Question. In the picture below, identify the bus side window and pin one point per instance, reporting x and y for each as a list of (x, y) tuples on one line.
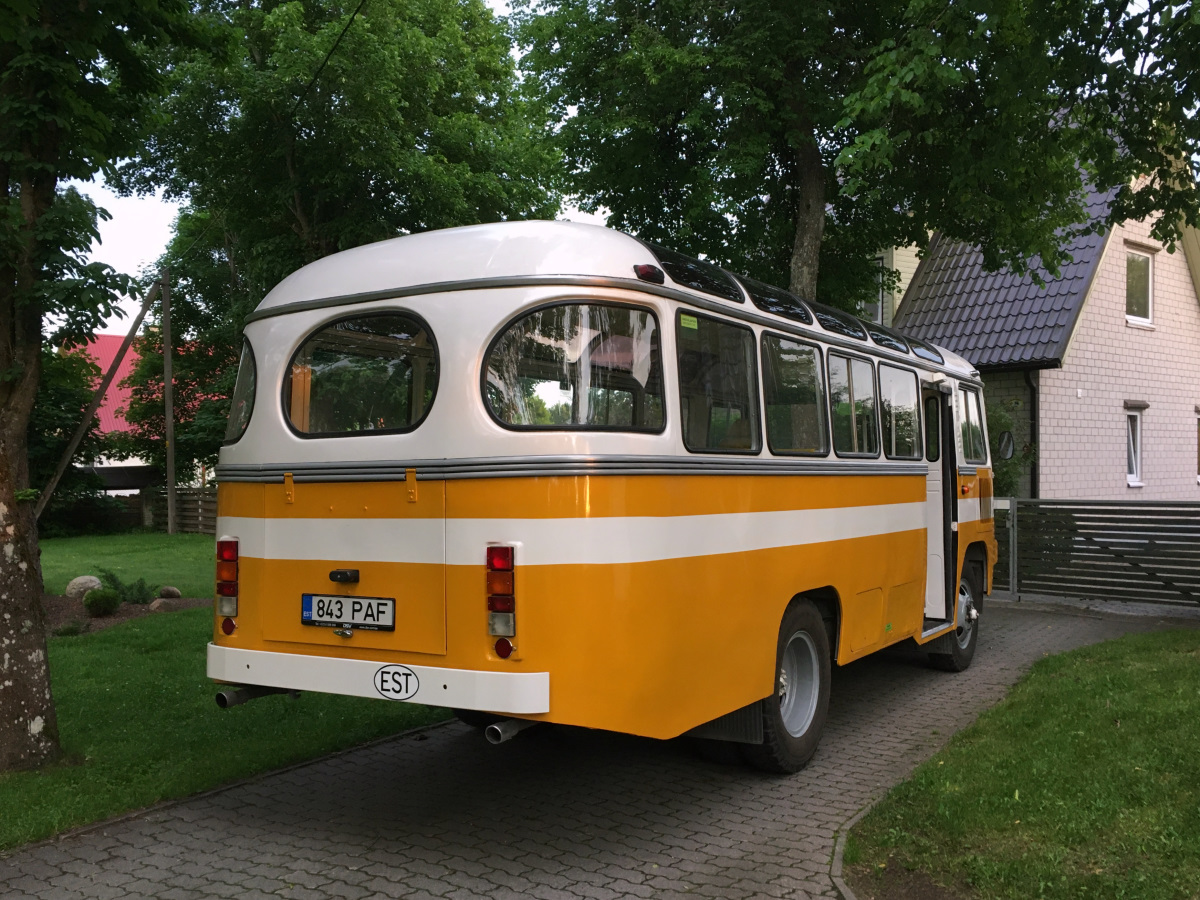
[(718, 385), (795, 393), (852, 397), (933, 429), (898, 409), (975, 448)]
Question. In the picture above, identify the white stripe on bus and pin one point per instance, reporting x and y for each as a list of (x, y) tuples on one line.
[(562, 541)]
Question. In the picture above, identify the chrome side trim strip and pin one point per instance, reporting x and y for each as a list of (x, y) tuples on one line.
[(552, 466)]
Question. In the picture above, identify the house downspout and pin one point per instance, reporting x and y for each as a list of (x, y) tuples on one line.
[(1033, 433)]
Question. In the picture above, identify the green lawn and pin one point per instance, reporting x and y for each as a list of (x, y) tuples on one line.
[(139, 725), (184, 561), (1085, 783)]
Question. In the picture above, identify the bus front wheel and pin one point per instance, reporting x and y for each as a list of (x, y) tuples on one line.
[(957, 649), (793, 717)]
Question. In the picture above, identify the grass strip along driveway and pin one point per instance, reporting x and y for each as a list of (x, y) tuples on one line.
[(183, 561), (1085, 783), (139, 725)]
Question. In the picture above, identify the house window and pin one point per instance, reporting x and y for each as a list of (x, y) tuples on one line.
[(1133, 449), (1139, 287), (873, 310)]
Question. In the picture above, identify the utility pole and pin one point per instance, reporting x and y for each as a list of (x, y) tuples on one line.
[(168, 399)]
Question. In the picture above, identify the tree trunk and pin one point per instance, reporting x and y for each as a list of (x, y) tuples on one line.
[(29, 732), (809, 221)]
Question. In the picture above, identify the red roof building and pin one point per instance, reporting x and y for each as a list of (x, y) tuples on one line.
[(102, 352)]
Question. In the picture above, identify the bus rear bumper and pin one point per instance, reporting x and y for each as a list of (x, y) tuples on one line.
[(515, 693)]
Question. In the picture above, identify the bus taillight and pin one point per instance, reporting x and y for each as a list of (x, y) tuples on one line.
[(501, 597), (227, 577)]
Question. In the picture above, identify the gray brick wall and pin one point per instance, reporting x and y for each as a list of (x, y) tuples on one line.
[(1008, 389), (1081, 411)]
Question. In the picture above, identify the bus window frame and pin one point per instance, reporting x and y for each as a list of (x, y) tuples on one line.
[(965, 393), (875, 408), (921, 413), (822, 371), (285, 382), (755, 394), (573, 429)]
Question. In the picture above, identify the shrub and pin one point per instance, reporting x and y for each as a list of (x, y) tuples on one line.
[(137, 592), (101, 601)]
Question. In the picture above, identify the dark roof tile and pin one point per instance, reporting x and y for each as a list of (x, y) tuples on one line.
[(999, 318)]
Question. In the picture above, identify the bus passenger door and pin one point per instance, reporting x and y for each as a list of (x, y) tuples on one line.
[(939, 490)]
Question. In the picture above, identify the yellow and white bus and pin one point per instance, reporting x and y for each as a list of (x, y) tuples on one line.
[(546, 472)]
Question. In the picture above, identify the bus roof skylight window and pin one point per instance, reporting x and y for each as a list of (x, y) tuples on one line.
[(777, 300), (696, 274), (925, 351), (589, 366), (371, 373), (840, 323), (886, 337)]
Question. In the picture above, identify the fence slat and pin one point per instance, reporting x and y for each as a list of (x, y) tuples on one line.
[(1108, 550)]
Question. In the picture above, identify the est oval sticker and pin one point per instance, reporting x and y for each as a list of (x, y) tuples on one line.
[(396, 682)]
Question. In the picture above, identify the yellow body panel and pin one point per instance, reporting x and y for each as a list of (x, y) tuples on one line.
[(649, 648)]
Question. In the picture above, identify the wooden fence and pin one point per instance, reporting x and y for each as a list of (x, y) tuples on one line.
[(1121, 550), (196, 510)]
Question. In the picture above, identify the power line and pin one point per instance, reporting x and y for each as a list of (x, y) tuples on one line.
[(324, 61)]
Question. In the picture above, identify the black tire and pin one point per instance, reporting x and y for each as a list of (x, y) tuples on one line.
[(475, 719), (954, 652), (801, 702)]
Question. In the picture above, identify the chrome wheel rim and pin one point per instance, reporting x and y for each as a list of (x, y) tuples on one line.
[(966, 618), (799, 679)]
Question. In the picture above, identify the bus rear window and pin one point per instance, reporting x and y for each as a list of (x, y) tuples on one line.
[(365, 375), (241, 406), (589, 366)]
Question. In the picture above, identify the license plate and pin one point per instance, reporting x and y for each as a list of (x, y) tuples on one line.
[(369, 613)]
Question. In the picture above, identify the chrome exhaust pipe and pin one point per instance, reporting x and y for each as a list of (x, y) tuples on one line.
[(234, 696), (505, 730)]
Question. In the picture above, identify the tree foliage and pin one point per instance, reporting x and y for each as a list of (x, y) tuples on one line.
[(793, 139), (414, 123), (66, 385), (73, 84)]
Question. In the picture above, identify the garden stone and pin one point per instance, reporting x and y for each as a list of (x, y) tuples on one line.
[(81, 586)]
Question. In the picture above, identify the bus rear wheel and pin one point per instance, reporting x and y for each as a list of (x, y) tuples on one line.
[(793, 717)]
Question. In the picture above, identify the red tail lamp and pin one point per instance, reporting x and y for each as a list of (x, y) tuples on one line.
[(502, 603), (227, 582), (499, 558)]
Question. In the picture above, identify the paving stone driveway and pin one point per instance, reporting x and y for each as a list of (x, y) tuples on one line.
[(556, 813)]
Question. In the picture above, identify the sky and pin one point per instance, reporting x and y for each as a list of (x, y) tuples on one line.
[(139, 228)]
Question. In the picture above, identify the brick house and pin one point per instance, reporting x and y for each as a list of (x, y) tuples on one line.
[(1101, 366)]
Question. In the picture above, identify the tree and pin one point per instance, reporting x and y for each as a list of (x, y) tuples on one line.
[(66, 385), (73, 81), (414, 123), (796, 141)]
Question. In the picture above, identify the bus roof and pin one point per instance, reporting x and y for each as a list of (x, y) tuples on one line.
[(489, 252)]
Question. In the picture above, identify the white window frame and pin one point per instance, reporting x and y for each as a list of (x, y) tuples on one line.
[(881, 295), (1133, 448), (1150, 287)]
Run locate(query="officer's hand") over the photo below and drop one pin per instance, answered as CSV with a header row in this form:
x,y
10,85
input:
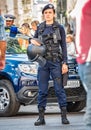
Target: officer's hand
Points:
x,y
35,42
64,68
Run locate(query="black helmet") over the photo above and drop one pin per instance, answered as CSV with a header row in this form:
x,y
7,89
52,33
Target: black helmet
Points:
x,y
36,53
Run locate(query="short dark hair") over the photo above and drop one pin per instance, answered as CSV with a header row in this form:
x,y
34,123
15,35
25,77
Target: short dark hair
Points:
x,y
48,6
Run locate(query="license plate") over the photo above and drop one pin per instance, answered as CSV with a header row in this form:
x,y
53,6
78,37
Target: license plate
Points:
x,y
72,84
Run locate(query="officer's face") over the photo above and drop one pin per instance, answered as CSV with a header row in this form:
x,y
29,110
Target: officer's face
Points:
x,y
49,15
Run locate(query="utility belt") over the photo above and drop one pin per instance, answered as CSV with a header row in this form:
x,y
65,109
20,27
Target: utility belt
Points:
x,y
53,57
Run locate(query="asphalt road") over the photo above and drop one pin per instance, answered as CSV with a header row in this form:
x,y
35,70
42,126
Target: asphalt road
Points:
x,y
26,117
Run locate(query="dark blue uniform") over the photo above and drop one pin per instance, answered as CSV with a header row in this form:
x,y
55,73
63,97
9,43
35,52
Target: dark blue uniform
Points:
x,y
53,68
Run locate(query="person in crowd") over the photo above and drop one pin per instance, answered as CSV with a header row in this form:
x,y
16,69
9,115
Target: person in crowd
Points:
x,y
52,35
10,28
34,25
23,37
69,30
83,46
71,50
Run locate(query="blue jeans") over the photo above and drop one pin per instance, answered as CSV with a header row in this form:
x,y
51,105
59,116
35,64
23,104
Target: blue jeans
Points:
x,y
85,74
53,69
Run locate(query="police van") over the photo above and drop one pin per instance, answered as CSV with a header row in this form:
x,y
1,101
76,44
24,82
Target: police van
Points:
x,y
19,85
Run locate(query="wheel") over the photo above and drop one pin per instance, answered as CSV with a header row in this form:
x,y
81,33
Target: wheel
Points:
x,y
76,106
9,106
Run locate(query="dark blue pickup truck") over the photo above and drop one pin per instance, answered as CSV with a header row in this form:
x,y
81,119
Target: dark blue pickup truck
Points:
x,y
19,86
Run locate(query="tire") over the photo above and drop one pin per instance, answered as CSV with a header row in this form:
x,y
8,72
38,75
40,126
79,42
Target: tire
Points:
x,y
9,105
76,106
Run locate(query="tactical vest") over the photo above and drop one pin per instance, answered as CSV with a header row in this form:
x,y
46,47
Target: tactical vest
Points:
x,y
51,41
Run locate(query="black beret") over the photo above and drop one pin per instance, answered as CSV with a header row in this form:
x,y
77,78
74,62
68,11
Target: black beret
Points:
x,y
48,6
9,17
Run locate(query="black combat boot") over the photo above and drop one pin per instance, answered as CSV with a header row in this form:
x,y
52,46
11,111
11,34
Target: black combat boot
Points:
x,y
64,116
41,120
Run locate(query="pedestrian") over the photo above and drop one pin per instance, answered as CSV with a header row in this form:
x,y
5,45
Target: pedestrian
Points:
x,y
83,46
10,28
52,35
34,25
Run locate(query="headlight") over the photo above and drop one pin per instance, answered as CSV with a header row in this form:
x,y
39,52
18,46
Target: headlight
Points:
x,y
28,68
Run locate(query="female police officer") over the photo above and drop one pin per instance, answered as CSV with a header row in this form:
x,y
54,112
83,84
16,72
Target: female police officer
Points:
x,y
52,35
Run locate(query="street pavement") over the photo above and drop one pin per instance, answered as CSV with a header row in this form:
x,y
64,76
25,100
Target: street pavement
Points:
x,y
27,115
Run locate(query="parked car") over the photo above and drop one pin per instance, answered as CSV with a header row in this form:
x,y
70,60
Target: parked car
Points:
x,y
19,85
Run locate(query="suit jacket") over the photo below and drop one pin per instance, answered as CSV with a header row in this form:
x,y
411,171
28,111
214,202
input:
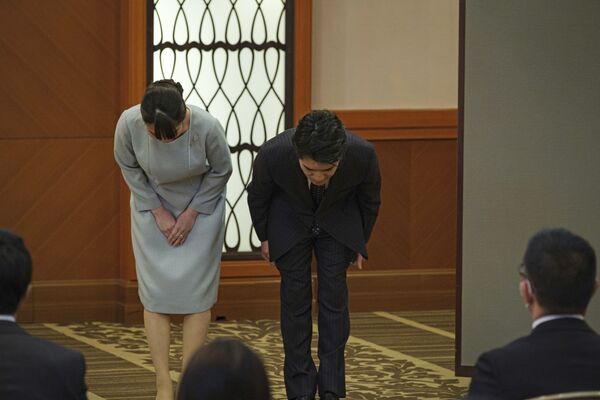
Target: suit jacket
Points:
x,y
558,356
282,209
35,369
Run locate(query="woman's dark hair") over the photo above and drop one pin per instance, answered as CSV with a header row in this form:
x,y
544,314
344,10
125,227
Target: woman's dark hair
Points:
x,y
561,268
163,106
321,136
15,272
224,369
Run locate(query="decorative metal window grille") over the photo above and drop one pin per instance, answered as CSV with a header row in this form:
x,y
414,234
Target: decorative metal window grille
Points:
x,y
233,58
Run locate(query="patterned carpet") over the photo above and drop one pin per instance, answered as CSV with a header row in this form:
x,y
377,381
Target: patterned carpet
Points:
x,y
401,355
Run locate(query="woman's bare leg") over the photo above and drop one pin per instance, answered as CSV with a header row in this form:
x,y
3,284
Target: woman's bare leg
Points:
x,y
158,332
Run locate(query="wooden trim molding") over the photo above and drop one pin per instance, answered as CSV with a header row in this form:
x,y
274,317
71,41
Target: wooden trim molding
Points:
x,y
133,83
239,298
401,124
302,57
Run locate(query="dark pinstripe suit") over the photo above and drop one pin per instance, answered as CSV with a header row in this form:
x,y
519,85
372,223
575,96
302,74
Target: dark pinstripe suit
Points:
x,y
32,368
283,213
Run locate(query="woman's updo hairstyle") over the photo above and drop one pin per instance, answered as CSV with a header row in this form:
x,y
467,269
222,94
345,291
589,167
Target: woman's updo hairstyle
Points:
x,y
163,106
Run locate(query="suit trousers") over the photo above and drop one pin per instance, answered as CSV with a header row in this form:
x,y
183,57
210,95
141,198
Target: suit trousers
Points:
x,y
333,258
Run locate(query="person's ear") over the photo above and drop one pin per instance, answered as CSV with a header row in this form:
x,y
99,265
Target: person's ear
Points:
x,y
526,292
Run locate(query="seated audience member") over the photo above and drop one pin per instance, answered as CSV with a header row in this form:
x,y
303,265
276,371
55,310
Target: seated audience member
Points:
x,y
30,368
562,353
224,369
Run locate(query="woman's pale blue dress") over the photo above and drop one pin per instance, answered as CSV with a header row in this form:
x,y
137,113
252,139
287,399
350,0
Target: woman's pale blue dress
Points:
x,y
191,171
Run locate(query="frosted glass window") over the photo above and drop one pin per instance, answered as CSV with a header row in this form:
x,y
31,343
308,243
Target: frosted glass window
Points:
x,y
230,57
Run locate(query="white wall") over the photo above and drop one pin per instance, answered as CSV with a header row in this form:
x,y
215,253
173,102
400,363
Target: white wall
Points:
x,y
385,54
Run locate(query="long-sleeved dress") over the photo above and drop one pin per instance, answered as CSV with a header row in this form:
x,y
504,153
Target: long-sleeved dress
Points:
x,y
190,172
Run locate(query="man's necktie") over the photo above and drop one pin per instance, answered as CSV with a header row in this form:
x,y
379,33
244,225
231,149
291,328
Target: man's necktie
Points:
x,y
316,192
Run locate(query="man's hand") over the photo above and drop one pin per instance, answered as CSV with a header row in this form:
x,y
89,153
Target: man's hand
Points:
x,y
264,250
183,226
164,220
358,261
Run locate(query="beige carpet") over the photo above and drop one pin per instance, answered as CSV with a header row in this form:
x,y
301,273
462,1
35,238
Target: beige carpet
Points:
x,y
401,355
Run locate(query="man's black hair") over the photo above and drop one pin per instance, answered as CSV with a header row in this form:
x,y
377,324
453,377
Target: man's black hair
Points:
x,y
15,272
561,268
321,136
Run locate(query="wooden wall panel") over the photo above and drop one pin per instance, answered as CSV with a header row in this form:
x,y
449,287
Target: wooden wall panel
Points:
x,y
433,204
58,181
60,68
61,195
389,247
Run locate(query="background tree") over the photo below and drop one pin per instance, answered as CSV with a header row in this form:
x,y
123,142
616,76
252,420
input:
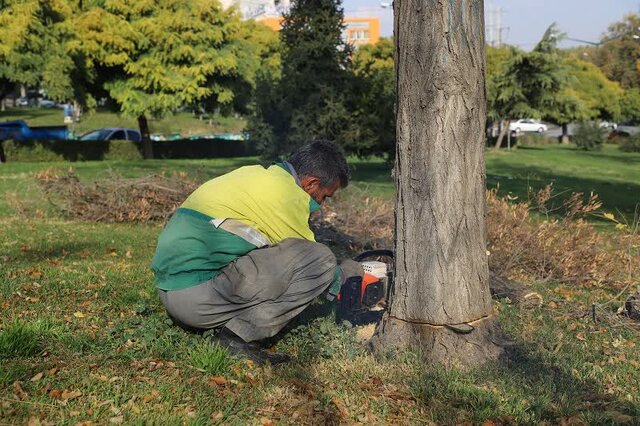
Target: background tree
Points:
x,y
630,105
157,56
599,95
535,84
374,94
309,100
441,281
37,48
618,56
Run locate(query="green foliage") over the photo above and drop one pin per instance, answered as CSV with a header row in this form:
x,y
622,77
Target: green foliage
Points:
x,y
156,57
37,47
630,105
599,96
631,144
210,357
374,92
588,136
310,98
619,53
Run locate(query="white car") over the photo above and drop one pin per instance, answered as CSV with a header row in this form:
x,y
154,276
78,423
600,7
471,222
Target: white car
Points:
x,y
527,125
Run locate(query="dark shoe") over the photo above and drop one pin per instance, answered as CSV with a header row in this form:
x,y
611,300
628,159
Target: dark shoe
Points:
x,y
249,350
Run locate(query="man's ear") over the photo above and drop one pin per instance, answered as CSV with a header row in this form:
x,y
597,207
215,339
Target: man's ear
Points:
x,y
309,183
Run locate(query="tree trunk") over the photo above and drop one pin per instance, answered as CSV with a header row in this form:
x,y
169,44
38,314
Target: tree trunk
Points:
x,y
565,134
503,132
441,271
147,147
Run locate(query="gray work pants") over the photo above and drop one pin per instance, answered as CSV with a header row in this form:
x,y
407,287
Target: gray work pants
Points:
x,y
259,293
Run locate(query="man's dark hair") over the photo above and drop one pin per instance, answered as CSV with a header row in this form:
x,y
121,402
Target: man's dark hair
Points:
x,y
322,159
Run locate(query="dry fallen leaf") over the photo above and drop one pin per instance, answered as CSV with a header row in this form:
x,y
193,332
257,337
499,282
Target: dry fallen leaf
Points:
x,y
342,410
70,395
19,392
218,380
266,422
55,393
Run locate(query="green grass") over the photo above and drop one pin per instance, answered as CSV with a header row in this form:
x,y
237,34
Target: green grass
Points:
x,y
611,174
80,318
182,122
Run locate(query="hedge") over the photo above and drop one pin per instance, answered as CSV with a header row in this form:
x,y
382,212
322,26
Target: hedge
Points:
x,y
74,150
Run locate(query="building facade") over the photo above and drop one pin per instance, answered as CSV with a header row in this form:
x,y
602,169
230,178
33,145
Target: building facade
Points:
x,y
358,30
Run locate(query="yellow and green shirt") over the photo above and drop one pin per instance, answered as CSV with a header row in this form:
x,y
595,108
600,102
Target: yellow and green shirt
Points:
x,y
192,249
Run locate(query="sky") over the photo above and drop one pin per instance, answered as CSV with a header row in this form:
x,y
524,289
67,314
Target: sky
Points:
━━━━━━━━━━━━━━━━━━━━
(TASK PROMPT)
Copy every line in the data above that has the string "facade" in it.

(EXERCISE OUTPUT)
Run locate(query="building facade") over the photo above and drop one pin per instance, answered as CSV with a header row in this form:
Target: building facade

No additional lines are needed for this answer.